[Point annotation records]
....
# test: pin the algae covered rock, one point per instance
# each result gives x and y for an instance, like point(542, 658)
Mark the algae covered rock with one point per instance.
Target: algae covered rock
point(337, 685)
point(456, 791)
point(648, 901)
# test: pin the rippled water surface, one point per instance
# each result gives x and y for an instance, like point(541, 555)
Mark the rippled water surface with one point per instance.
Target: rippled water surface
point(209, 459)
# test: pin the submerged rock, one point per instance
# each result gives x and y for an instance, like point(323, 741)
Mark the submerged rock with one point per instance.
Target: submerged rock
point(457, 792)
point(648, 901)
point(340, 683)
....
_What to work on_
Reproduce all data above, unchanged.

_Finished exercise_
# test: pin the algae covered rock, one point per instance
# each result gives x and y for an instance, like point(542, 658)
Mark the algae covered rock with one point per instance.
Target: algae covered rock
point(337, 685)
point(456, 791)
point(648, 901)
# test: pin the rippled water surface, one point per instance
# each result gives x and y for an instance, like point(541, 555)
Mark the rippled water surface with one point per instance.
Target: rippled water surface
point(209, 459)
# test: pin the submerged rock, one point per instance
# each result gives x and y for an instance, like point(323, 741)
Mark the submerged rock with one point per instance.
Target: submerged rock
point(457, 792)
point(648, 901)
point(340, 683)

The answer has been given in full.